> **Reading passage**
Specimens of each of the sample types were subjected to different polishing or finishing techniques, and the resulting surface roughness was measured and compared as set out in FIG. 5b. The different techniques comprised, first, use of a diamond polishing wheel (characteristic of the prior art) having diamond grit in the grit size range of 0.1 to 1 micrometer; secondly, use of a chemical-mechanical technique in accordance with the prior art where a cast iron polishing wheel is pressed against the target silicon nitride ceramic while flooding the contact area with an oxidizing acid; and thirdly, use of ionic-bonded aluminum oxide as a wheel having a grit size in the range of 46-60 grit. The diamond finishing technique, used for Sample C, was of the type called mirror finishing wherein the rubbing is carried out to obtain an optically reflective surface. The ability to produce an optically reflective surface depends in part on the microstructure of the ceramic (requiring a small homogeneous grain) and light, delicate downfeeds of a finishing wheel having such small grain size.

The data set forth in FIG. 5b demonstrate that regardless of the grain size or porosity of the silicon nitride based ceramic being treated, a more consistently smooth surface (0.04 micrometer Ra) can be obtained by using a finishing wheel comprised of aluminum oxide. Such use of aluminum oxide does not obtain a roughness that is an optically mirror-like finish.

FIG. 5c adds more detailed surface roughness data for different types of roughness measurements. The surface roughnesses of all inserts were measured in two orthogonal directions before and after tests using a stylus profilometer to monitor changes in the surface roughness. You will note that in FIG. 5c, Ra represents a centerline average roughness, Re represents maximum peak to valley height; R3z represents the mean third point height peak to valley; Rp represents maximum peak height; and Rv represents maximum valley depth.

When such sample types were tested in a lubricated cam/tappet test rig in a manner to effectively simulate lubricated valve train rubbing action, results plotted in FIG. 4 showed that the silicon nitride based ceramic shims, finished with an aluminum oxide surface finishing medium, surprisingly resulted in a lower lubricated operating friction in a steel-silicon nitride ceramic bearing couple, even though the finished surface was rougher than a mirror finish. The test rig consisted essentially of a single (steel) cam lobe from a Ford Motor Company 2.0 liter Zetec engine which was rotatingly driven by a 2 horsepower electric motor; the cam was driven to engage a direct acting mechanical bucket tappet with a removable insert comprised of the finished silicon nitride ceramic. A steel valve having a mass equivalent to a production valve was used with a production valve spring. The cam lobe/insert contact was lubricated with a jet of conventional modern engine oil (5W30) at 100°C and 30 psi after at least 30 minutes. The friction torque was measured by a transducer mounted in-line with the driveshaft. The friction torque data was averaged over 17 cycles. The average friction torques were collected at cam lobe speeds of 500, 750, 1000, 1250, and 1500 rpm. In general, friction torque decreased with increasing speed due to the change of the lubrication regime from boundary to a more mixed hydrodynamic condition.

> **To be done**
Continue the passage on finishing silicon nitride ceramic inserts and testing their friction, starting after its last sentence.

> **Data extract**
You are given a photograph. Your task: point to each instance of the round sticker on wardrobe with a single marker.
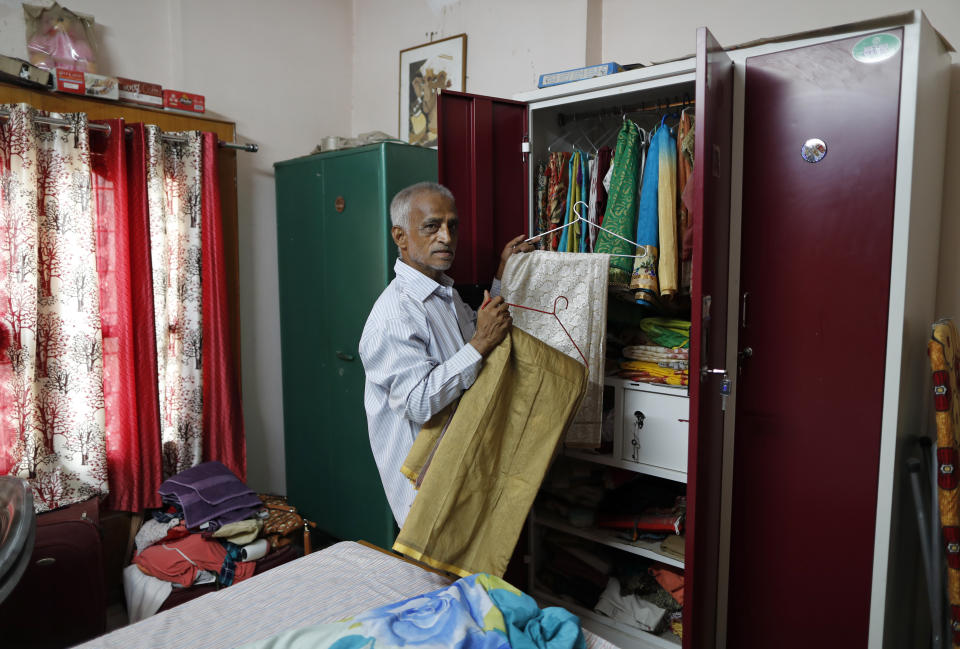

> **Output for this exercise**
Diamond finished and chemical-mechanical finished samples showed consistently higher friction torque than that of the aluminum oxide finished samples. Only Sample A finished by diamond or chemical-mechanical treatments exhibited equivalent friction torque levels at all operating camshaft speeds with the aluminum oxide treated material. Interestingly, the chemical-mechanical treatment for Samples B and C had the lowest initial average surface roughness, but showed comparatively very high friction torque. The lower friction torque and excellent performance of the Al₂ O₃ polished samples are believed to be attributable to an ionic residue on the polished surface of the silicon nitride ceramic, which when subjected to a hot lubricated steel ceramic bearing couple, seems to promote a chemical transfer film on the sliding area of the silicon nitride, which either smoothes out the silicon nitride bearing surface (peaks and valleys), or presents microscopic compounds formed between aluminum oxide and the additive elements in the lubricating oil, such as zinc, phosphorus, sulfur and calcium, that act as interfacial solid lubricants.

While particular embodiments of the invention have been illustrated and described, it will be obvious to those skilled in the art that various changes and modifications may be made without departing from the invention, and it is intended to cover in the appended claims all such modifications and equivalents as fall within the true spirit and scope of this invention.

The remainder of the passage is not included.